PROBLEM DETAILS =>
Gather from the material every line that contains the string "chalkboard".

DATASET EXTRACT =>
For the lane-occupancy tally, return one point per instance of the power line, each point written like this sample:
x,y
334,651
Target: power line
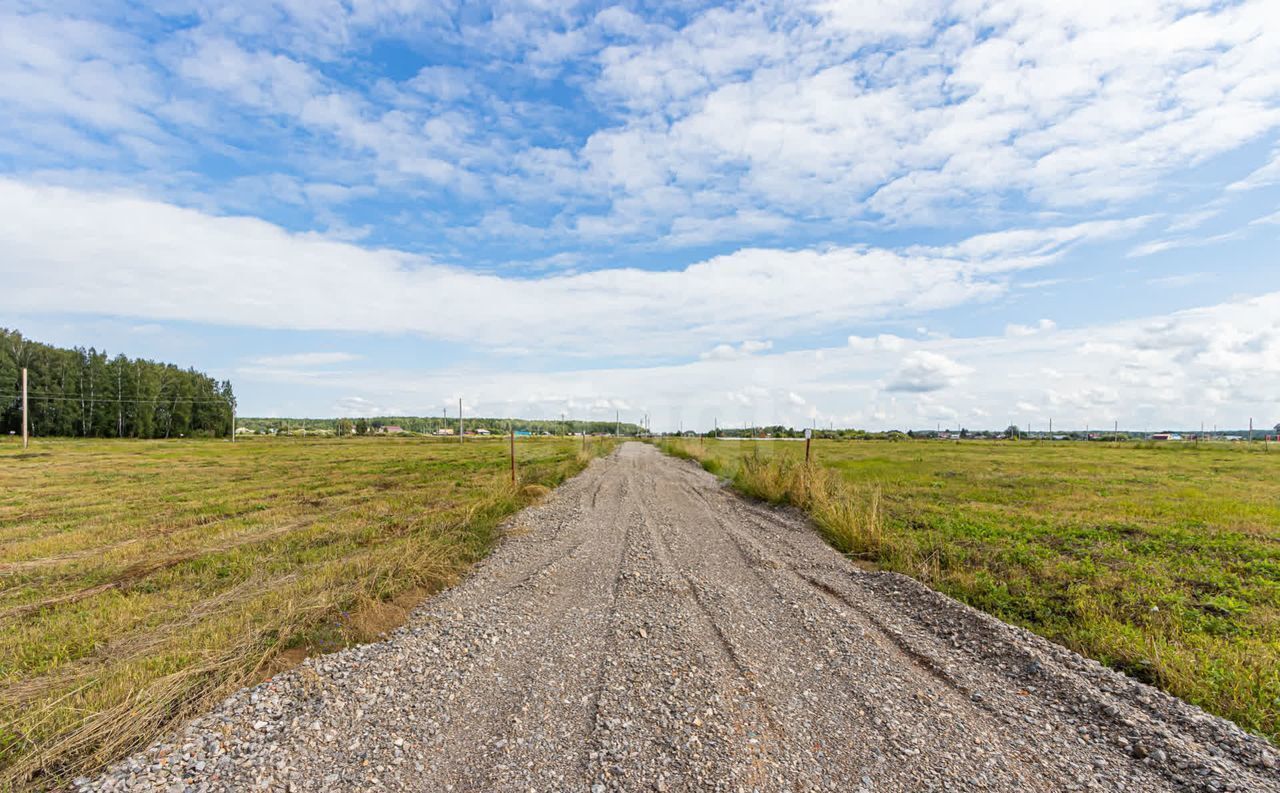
x,y
55,398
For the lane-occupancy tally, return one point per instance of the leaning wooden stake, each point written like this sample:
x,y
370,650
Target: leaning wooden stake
x,y
24,407
511,430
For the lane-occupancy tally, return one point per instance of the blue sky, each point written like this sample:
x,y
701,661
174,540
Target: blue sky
x,y
876,214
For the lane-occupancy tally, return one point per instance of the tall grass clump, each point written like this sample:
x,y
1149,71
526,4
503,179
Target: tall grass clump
x,y
849,514
1160,560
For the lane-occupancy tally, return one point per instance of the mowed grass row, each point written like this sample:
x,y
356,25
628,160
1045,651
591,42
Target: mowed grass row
x,y
144,581
1160,560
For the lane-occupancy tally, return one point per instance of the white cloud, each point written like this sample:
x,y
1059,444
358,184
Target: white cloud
x,y
727,352
304,360
76,251
1219,365
1029,330
1272,219
1264,177
927,371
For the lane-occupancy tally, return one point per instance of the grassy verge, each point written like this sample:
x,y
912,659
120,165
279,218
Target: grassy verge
x,y
142,581
1160,560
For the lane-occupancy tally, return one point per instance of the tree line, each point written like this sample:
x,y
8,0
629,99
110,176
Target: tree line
x,y
87,393
428,425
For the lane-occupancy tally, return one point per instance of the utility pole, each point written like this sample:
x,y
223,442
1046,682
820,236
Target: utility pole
x,y
24,421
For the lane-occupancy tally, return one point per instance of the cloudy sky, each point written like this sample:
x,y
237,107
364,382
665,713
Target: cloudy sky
x,y
862,212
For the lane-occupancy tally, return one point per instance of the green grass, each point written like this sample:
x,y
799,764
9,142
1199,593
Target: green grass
x,y
1160,560
142,581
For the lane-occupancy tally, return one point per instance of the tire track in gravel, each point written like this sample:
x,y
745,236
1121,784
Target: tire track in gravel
x,y
647,629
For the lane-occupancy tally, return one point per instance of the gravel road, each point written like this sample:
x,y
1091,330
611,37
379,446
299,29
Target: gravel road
x,y
647,629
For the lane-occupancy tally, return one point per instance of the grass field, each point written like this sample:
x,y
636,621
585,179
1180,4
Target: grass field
x,y
1161,560
142,581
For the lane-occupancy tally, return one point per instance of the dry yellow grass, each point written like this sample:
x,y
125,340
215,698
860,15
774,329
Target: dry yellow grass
x,y
1161,560
144,581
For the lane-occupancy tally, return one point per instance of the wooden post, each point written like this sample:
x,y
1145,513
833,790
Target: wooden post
x,y
24,407
511,429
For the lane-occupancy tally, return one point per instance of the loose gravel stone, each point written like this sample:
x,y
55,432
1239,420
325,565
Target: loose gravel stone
x,y
644,628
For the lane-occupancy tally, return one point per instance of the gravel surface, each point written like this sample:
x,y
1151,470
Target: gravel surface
x,y
647,629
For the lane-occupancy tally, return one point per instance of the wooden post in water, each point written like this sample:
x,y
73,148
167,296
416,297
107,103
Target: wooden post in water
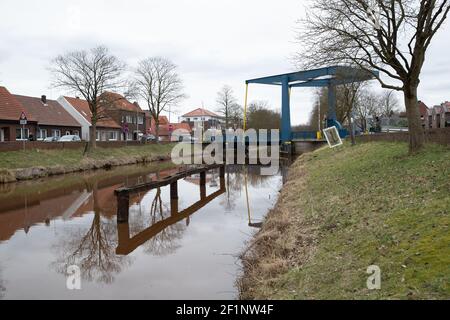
x,y
203,184
174,190
174,198
123,207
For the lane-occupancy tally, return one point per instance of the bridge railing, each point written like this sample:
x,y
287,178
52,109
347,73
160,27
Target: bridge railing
x,y
304,135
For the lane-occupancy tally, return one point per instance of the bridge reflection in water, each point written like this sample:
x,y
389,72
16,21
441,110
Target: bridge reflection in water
x,y
126,243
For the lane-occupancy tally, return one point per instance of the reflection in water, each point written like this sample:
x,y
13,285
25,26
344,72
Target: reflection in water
x,y
164,229
92,250
2,285
48,225
163,243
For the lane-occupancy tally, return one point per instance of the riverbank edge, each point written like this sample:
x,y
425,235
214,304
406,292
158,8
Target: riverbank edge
x,y
87,164
290,241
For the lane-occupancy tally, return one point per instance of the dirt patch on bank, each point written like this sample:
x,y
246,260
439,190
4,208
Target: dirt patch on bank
x,y
284,241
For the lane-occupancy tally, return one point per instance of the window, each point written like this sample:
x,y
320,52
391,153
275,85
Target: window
x,y
112,136
22,134
42,134
56,133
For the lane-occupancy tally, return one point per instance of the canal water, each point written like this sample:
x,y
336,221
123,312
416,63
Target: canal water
x,y
49,225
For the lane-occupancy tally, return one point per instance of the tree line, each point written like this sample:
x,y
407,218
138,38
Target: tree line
x,y
388,36
92,73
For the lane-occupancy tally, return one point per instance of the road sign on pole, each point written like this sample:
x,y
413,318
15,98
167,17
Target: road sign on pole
x,y
23,119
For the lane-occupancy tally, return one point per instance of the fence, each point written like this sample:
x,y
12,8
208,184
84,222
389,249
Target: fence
x,y
440,136
34,145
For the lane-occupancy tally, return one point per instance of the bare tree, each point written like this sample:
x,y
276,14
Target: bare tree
x,y
158,84
389,104
227,104
260,116
90,74
368,105
390,36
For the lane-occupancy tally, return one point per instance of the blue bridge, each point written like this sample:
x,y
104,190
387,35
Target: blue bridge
x,y
329,77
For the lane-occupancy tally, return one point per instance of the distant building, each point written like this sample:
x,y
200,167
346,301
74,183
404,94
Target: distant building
x,y
107,128
45,118
204,119
125,113
52,119
166,129
424,112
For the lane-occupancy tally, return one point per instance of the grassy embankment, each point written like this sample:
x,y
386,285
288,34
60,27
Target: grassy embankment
x,y
346,209
52,162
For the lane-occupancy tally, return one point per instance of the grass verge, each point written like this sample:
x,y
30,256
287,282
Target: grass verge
x,y
346,209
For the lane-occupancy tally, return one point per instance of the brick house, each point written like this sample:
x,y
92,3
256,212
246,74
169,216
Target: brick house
x,y
107,128
10,111
440,116
165,128
202,118
125,113
52,119
424,112
45,118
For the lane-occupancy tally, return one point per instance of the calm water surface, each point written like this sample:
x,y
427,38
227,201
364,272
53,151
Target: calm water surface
x,y
48,225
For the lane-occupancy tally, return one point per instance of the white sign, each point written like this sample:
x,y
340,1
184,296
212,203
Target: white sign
x,y
333,138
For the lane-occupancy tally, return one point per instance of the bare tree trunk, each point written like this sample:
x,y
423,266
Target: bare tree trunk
x,y
416,134
93,137
352,132
157,131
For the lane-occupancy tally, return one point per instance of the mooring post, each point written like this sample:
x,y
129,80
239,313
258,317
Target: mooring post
x,y
123,207
222,172
174,198
174,190
123,232
203,184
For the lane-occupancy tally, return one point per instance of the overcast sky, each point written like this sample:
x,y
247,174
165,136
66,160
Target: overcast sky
x,y
213,42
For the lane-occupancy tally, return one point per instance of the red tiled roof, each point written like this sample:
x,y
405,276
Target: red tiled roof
x,y
200,112
10,108
182,126
50,114
83,108
119,102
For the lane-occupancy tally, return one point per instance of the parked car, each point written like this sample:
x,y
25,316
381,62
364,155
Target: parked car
x,y
151,138
69,138
50,139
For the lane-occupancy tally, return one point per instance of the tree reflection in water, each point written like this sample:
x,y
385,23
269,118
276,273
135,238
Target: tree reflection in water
x,y
2,286
235,181
92,251
165,242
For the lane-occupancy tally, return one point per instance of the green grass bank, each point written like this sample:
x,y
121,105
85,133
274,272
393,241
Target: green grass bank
x,y
346,209
30,164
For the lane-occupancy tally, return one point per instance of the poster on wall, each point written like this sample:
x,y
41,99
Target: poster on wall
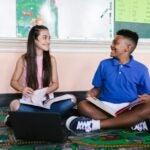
x,y
36,12
133,15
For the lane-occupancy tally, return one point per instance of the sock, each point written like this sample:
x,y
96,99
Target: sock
x,y
96,125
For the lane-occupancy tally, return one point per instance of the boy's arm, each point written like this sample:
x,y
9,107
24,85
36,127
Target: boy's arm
x,y
94,92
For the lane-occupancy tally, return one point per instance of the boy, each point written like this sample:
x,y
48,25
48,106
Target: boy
x,y
117,82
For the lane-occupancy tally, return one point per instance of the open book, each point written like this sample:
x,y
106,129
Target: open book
x,y
38,99
110,110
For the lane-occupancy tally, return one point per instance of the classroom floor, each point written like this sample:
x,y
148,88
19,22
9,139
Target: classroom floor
x,y
121,139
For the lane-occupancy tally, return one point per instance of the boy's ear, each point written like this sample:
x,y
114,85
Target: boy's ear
x,y
129,47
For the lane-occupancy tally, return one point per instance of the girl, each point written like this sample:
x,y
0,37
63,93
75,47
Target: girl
x,y
37,69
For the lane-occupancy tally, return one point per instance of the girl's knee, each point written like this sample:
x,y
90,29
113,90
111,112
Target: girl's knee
x,y
14,105
72,97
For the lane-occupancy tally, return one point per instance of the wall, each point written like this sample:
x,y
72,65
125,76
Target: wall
x,y
76,60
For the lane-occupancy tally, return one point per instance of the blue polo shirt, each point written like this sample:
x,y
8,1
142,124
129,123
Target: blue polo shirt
x,y
121,83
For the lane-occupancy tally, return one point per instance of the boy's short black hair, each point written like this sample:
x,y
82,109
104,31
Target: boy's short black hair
x,y
133,36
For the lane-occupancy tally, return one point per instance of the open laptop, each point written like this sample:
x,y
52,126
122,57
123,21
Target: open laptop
x,y
45,126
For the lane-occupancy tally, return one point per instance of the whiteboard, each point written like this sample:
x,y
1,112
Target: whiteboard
x,y
77,19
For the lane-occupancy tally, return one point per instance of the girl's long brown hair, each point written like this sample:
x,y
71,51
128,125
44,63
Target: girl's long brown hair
x,y
30,58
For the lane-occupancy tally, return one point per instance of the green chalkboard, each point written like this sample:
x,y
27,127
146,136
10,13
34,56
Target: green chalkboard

RESULT FOR THIS EXERCISE =>
For the lane-occupancy tally, return one point per instance of the green chalkboard, each point written like this sample:
Target: green chalkboard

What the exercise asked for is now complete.